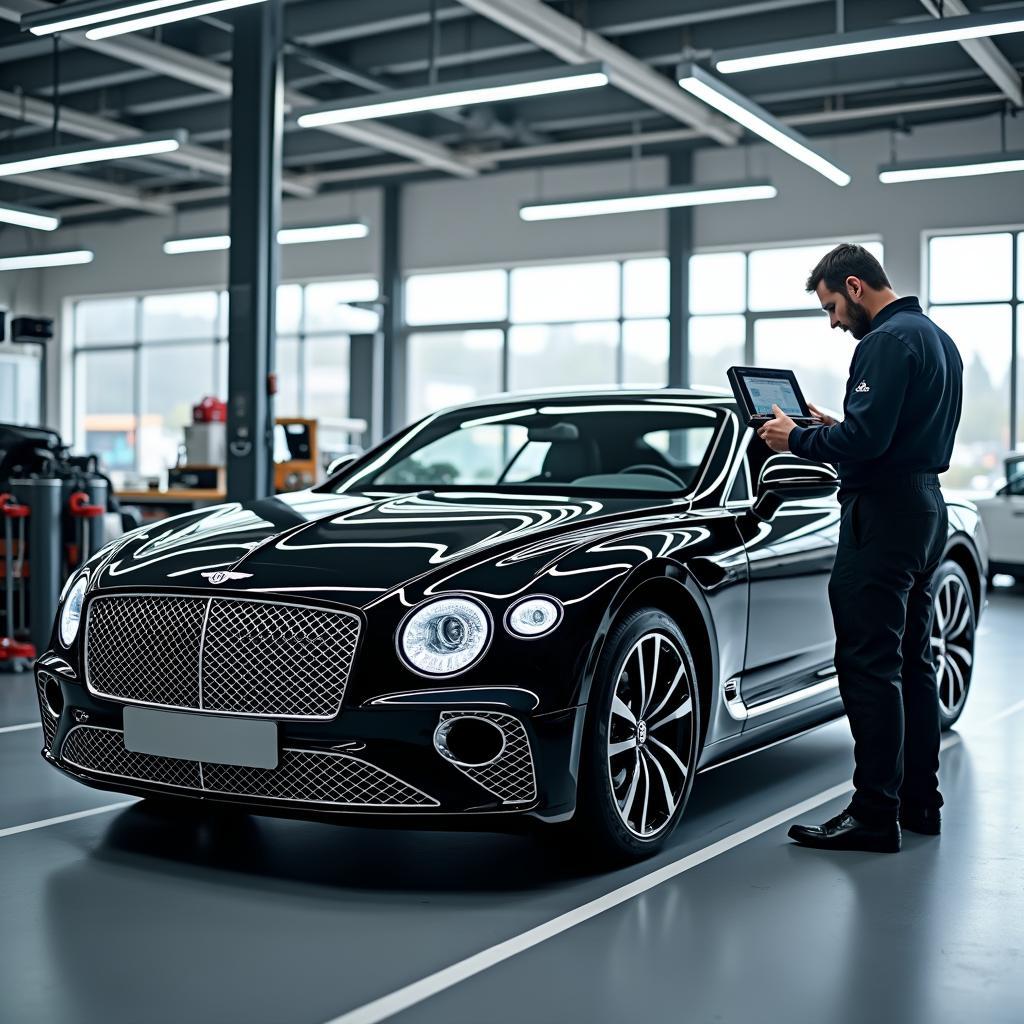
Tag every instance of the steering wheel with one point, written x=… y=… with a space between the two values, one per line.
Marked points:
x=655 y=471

--*--

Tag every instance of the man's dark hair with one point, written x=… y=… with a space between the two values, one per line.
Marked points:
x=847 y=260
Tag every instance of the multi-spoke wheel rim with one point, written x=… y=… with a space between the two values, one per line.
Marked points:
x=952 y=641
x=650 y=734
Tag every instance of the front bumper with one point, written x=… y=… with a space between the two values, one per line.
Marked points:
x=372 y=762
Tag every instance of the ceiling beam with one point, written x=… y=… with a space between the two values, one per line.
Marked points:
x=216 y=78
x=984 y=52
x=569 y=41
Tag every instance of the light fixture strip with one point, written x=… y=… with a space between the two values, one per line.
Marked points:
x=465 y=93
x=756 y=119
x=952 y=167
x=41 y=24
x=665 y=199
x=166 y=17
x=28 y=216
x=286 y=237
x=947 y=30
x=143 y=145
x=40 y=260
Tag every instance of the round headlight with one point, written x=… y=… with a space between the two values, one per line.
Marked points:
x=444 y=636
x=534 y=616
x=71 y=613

--*--

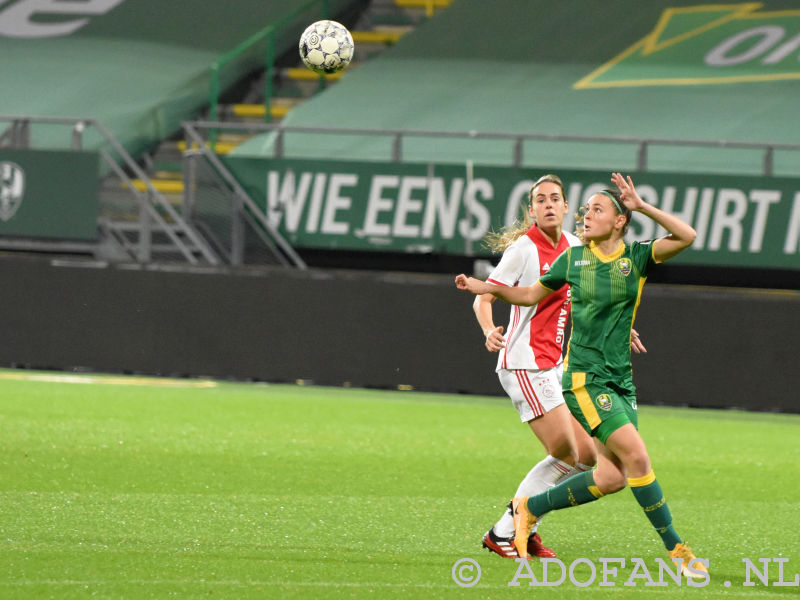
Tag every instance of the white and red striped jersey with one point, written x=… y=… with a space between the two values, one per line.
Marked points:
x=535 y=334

--*--

(WHAT YOU SHOULD DO): I would like the number of lines in the material above that contain the string "wheel", with no other words in the reply.

(EXERCISE RESPONSE): 2